* _Task directions_:
Output each entry exactly as written.

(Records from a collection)
+++
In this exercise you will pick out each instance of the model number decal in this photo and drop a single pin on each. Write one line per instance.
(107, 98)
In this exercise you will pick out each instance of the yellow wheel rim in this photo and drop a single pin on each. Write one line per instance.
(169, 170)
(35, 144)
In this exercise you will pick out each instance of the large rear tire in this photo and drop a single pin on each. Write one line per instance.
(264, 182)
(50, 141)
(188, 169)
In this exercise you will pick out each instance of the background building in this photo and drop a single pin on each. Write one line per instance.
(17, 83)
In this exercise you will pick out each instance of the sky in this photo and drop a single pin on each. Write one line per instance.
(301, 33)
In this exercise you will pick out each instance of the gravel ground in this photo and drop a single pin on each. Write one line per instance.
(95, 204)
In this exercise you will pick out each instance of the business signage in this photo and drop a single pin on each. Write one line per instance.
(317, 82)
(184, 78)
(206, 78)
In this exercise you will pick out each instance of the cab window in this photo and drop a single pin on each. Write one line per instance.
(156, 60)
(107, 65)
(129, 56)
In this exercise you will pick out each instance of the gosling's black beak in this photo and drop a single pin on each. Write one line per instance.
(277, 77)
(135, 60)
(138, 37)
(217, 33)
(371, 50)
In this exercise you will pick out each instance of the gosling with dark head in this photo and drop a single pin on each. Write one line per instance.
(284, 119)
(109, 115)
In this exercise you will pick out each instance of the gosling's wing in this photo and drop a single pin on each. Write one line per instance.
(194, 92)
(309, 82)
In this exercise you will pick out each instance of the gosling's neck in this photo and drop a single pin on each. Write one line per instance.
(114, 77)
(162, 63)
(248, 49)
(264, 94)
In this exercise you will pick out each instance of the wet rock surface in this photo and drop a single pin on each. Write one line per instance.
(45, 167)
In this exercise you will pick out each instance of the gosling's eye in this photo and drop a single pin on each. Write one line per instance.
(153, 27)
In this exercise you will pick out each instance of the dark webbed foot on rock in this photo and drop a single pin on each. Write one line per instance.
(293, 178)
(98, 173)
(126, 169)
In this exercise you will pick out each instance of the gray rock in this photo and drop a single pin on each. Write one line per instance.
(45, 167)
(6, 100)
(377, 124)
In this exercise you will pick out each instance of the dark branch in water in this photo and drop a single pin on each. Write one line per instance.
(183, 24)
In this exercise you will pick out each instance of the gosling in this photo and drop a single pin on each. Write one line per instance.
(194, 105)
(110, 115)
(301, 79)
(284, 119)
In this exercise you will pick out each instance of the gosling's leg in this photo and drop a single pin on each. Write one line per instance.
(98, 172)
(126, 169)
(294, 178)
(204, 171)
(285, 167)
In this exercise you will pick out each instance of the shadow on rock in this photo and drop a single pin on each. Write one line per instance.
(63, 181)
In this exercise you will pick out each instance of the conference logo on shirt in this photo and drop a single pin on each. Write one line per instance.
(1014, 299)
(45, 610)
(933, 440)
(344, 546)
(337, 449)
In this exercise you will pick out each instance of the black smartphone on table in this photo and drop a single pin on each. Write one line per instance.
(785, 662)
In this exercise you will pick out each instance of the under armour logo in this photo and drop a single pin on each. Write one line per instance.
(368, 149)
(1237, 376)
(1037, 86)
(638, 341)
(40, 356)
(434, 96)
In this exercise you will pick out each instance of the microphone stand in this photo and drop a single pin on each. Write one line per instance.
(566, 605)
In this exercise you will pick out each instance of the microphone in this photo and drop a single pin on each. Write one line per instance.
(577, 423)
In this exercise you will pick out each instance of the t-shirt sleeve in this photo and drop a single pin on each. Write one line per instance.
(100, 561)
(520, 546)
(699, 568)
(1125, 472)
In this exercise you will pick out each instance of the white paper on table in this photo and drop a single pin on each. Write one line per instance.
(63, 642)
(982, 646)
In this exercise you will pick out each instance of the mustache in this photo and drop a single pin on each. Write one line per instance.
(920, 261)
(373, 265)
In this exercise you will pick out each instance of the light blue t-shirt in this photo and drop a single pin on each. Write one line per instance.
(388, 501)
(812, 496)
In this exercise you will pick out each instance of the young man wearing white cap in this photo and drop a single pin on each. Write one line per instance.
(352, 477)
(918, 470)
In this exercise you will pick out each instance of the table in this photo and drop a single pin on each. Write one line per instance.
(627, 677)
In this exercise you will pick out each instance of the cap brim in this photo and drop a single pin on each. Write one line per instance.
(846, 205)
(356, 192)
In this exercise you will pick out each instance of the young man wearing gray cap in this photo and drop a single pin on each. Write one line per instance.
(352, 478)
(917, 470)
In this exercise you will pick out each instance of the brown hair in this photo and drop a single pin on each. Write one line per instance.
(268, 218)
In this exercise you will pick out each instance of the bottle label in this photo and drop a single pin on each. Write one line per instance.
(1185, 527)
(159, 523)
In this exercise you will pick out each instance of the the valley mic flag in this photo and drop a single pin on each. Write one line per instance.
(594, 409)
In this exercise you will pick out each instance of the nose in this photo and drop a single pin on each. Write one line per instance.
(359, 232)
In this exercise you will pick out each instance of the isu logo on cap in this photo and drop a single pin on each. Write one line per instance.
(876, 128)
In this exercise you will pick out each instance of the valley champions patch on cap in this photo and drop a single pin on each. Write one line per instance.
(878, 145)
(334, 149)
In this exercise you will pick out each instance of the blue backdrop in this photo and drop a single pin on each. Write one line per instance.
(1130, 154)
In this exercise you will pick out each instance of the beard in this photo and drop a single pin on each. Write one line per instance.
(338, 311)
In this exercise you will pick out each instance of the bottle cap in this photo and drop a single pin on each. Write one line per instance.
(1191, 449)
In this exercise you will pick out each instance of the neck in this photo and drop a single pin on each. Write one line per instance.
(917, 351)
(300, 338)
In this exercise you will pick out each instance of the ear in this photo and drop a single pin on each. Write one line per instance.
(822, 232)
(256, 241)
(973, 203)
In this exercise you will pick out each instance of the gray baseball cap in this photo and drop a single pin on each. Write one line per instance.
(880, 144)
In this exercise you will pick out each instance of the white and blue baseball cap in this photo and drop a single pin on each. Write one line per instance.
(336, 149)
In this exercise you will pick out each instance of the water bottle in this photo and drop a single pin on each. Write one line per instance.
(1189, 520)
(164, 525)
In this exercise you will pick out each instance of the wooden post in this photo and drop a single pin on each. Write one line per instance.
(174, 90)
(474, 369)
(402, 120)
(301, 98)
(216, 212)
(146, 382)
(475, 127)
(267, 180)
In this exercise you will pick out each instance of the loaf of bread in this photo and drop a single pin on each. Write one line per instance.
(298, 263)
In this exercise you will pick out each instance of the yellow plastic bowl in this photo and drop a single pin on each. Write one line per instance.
+++
* _Answer below_:
In this exercise you will pick out each instance of the model number decal in this photo and drop a single pin on each. Write one line per instance.
(107, 98)
In this exercise you will pick out each instance of the yellow wheel rim in this photo and drop a single pin on each. Write one line per instance.
(169, 170)
(35, 144)
In this exercise you will pick out each instance of the large rear tire in this photo and drop a single pin on each. Write one line per instance.
(264, 182)
(50, 141)
(188, 169)
In this exercise you will pick out each instance of the background building in this photo and drop a single pin on each. Write one line per instance.
(17, 83)
In this exercise you will pick out each instance of the sky in this photo and drop a single pin on each. Write one line per instance.
(301, 33)
In this exercise you will pick out each instance of the gravel ground in this photo and drop a single pin on each. Write one line per instance.
(95, 204)
In this exercise you will pick out each instance of the business signage in this photo and drop a single pin on each. Write one line per instance.
(317, 82)
(184, 78)
(206, 78)
In this exercise you will pick out each instance of the cab window in this photo and drop a single pin on each. Write one line per instance.
(156, 60)
(107, 65)
(129, 56)
In this exercise you will pick out each instance of the gosling's black beak in this photo and drop a single pin on each. Write one line per instance.
(277, 77)
(135, 60)
(138, 37)
(217, 33)
(371, 50)
In this exercise you will pick out each instance of the gosling with dark head in this photo and drop a single pin on each. Write one line per instance.
(284, 119)
(109, 115)
In this exercise you will pick out each instance of the gosling's wing in this photo and drop a single pin on each. Write one line per instance.
(194, 92)
(309, 82)
In this exercise you will pick out each instance of the gosling's neck in this photo and drop a single pin on each. Write one line per instance.
(114, 77)
(162, 63)
(248, 49)
(264, 94)
In this exercise you will pick out each instance of the wet rock surface in this photo and drop a single pin on each. Write one line per instance.
(45, 167)
In this exercise you will pick out each instance of the gosling's eye in this photo and drop a single pin on each. Write one line per instance.
(153, 27)
In this exercise you will pick out each instance of the dark webbed foot on rock in this photo and drop a single pin on each. Write one line per instance.
(293, 178)
(98, 173)
(126, 169)
In this exercise you will pick out each instance of the gray rock in this photo and drop a single pin on each. Write one line per instance.
(45, 167)
(6, 100)
(377, 124)
In this exercise you will pick out each instance of the dark branch in water in this photo and drop a single pin on each. Write one line per instance.
(183, 24)
In this exercise you will pick out each instance of the gosling in this photo and drop a single pin on each. Write one line per instance.
(194, 105)
(110, 115)
(301, 79)
(284, 119)
In this exercise you will pick out each instance of the gosling's leg in this photo and drop a single pin on each. Write one line per instance.
(98, 172)
(126, 169)
(294, 178)
(204, 171)
(285, 167)
In this exercise you will pick out each instance of the shadow on rock in this photo and drop a single pin on each. Write one line per instance.
(63, 181)
In this exercise you will pick out each instance of the conference logo on shirt in this photo and drop a single pin on each. Write one line per instance.
(1014, 299)
(45, 610)
(933, 440)
(344, 546)
(337, 449)
In this exercise you will pick out each instance of the black smartphone on table in this photo and drop a single pin on each. Write one line per instance.
(785, 662)
In this exercise you will pick out each instance of the under armour logo in this photo and drop a single pin on each. Write one line per instance.
(368, 149)
(1237, 376)
(1037, 86)
(638, 341)
(40, 356)
(434, 96)
In this exercise you will pick out each instance of the microphone stand in this photo and drop a single pin on each. Write one line per instance.
(566, 605)
In this exercise you will pick out each instance of the microphone in this photo and drop a single pin on each. Write one line per instance.
(577, 423)
In this exercise you will pick out each instance of the t-shirt sleeve in this photo and drop a single pin on each. Write one line per instance.
(100, 561)
(520, 546)
(699, 568)
(1125, 472)
In this exercise you will pick out each instance of the white paper on table in this photo and drop a single pin on each. Write one line per instance.
(63, 642)
(982, 646)
In this exercise you will pick out each instance of the mustache in this photo and drop a single pin on each. Write one line per instance.
(920, 261)
(373, 265)
In this exercise you will pick out each instance of the light blue t-shirt in this photo and drop a single pin on each. Write one line per instance.
(388, 501)
(812, 496)
In this exercise you will pick out each instance of the young man wearing white cap in this photo and drop a single pin on each. Write one line per instance.
(352, 477)
(918, 470)
In this exercise you will pick out each instance of the table in this photo and drop a single pin on each. Write one line per instance.
(627, 677)
In this exercise you will pick out each instance of the cap brim in this photo and drop a single pin on each. Write one line per instance.
(846, 205)
(356, 192)
In this exercise you will pick out each instance of the young man wearing gray cap in this photo and drop a single pin on each. Write one line per instance.
(352, 478)
(917, 470)
In this exercise you will pick out each instance of the brown hair in this photo and drop a single pin on each. Write one line per instance.
(268, 218)
In this exercise you will pick out each instance of the bottle label in this photo and drop a single pin on each. Write one line per instance.
(1185, 527)
(159, 523)
In this exercise you will pick out each instance of the the valley mic flag in this photo and drop a single pin on each. Write one line per instance.
(594, 409)
In this exercise you will pick out each instance of the nose in this photo and drop a single pin on each. Write one line per instance.
(359, 232)
In this exercise you will pick out each instance of the isu logo on cap in this photo and drop a single pin on each. Write one line per instance.
(876, 128)
In this exercise you will pick out each instance of the valley champions patch on cap in this photo and drop a single pin on each. Write one line per instance.
(878, 145)
(334, 149)
In this exercise you will pick out each instance of the blue backdrop in this photo and drop a single pin on each. Write one line per instance.
(1130, 154)
In this exercise you will pick out each instance of the beard in this photo and drop a single pin on each. Write one line per instance.
(338, 311)
In this exercise you will pick out each instance of the bottle cap in this photo and drop a single pin on each. Write one line per instance.
(1191, 449)
In this exercise you will pick out each instance of the neck in this photo and drop a single pin on each. Write one line per instance.
(917, 351)
(300, 338)
In this exercise you will pick out each instance of the ear in this photo and drop a single pin on each. Write one line per instance.
(822, 232)
(256, 241)
(973, 203)
In this exercise you will pick out each instance of the gray baseball cap in this photo and drop a single pin on each. Write one line per instance.
(880, 144)
In this exercise you will pick out each instance of the white and blue baseball cap in this photo and drop a single pin on each. Write one line per instance.
(336, 149)
In this exercise you will pick out each instance of the water bottle in this photo and drop a single pin on each. Write one line per instance.
(1189, 520)
(164, 525)
In this exercise you will pick out each instance of the wooden post in this photo and drop a single pin on each. Write one line per instance.
(174, 90)
(474, 369)
(402, 120)
(301, 98)
(216, 212)
(146, 382)
(475, 127)
(267, 180)
In this exercise you will pick out each instance of the loaf of bread in this photo and drop a single pin on each. Write one line per instance.
(298, 263)
In this exercise you will pick out each instance of the yellow plastic bowl in this photo and drop a single pin on each. Write one line per instance.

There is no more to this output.